Инструкции к заданиям:
1: Определите, соответствуют ли исходному тексту утверждения (a), (b) и (c). Для каждого ответьте «да» или «нет» и приведите дословно решающие слова исходного текста.
(a) Воздух на планете становился все тяжелее.
(b) Родник продолжал увеличиваться в размерах.
(c) Местные старики пчеловоды считают, что город похож на улей не случайно.
2: Продублируйте дословно фрагмент исходного текста: всё от слов «Жара еще стояла» и вниз до слов «навесом мегерианского неба.».
3: Перечислите все действия родника, которые названы в исходном тексте.

Исходный текст:

--------------------------------------------------

Жара еще стояла основательная, но в атмосфере планеты ощущались какие-то перемены. Синело небо, воздух делался все жиже, легче. И казалось, именно от этого воздуха редким, пережившим предыдущие сезоны животным и растениям хотелось прорвать оболочку плоти, уже устаревшей и отслужившей свое, и превратиться в нечто новое и совершенное. Как это сделать, они не знали, и потому просто существовали, отдавшись стихии природы. Только родник не переставал увеличиваться в размерах, размывать песчаные берега, заполняя котлован под розовато-голубым навесом мегерианского неба.
Окончание следует
Медовая скала
Если в безоблачный день смотреть на Тбилиси с вершины горы Мтацминды, то кажется, что там, внизу,— огромные, залитые янтарным медом пчелиные соты. Это искрятся на солнце окна домов... Местные старики пчеловоды говорят: «Не случайно наш город похож на улей. И имя его «тбили» — «теплый» не только от горячих серных ключей, бьющих из-под земли. Но и от щедрости нашей труженицы, кавказской пчелы».

--------------------------------------------------

Исследуемые данные:
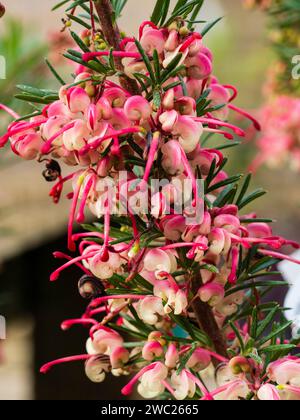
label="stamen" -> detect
[40,354,93,373]
[41,122,75,155]
[121,362,158,396]
[228,104,261,131]
[61,318,98,331]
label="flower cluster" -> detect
[246,0,300,171]
[0,0,299,400]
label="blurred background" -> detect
[0,0,300,400]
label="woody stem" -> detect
[94,0,139,95]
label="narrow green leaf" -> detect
[207,175,242,193]
[45,58,66,86]
[159,0,171,26]
[250,306,258,339]
[259,321,293,347]
[67,14,92,29]
[239,188,267,210]
[176,343,197,375]
[236,174,252,206]
[51,0,69,12]
[257,304,280,337]
[135,39,156,83]
[229,321,245,352]
[249,257,279,274]
[225,280,288,297]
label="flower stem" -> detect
[191,273,227,358]
[95,0,139,95]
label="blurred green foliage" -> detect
[0,18,47,129]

--------------------------------------------------

Ответы по заданиям:
1:
(a) Нет: «воздух делался все жиже, легче».
(b) Да: «Только родник не переставал увеличиваться в размерах».
(c) Да: «Не случайно наш город похож на улей».

2:
Жара еще стояла основательная, но в атмосфере планеты ощущались какие-то перемены. Синело небо, воздух делался все жиже, легче. И казалось, именно от этого воздуха редким, пережившим предыдущие сезоны животным и растениям хотелось прорвать оболочку плоти, уже устаревшей и отслужившей свое, и превратиться в нечто новое и совершенное. Как это сделать, они не знали, и потому просто существовали, отдавшись стихии природы. Только родник не переставал увеличиваться в размерах, размывать песчаные берега, заполняя котлован под розовато-голубым навесом мегерианского неба.

3:
1. Не переставал увеличиваться в размерах.
2. Размывал песчаные берега.
3. Заполнял котлован под розовато-голубым навесом мегерианского неба.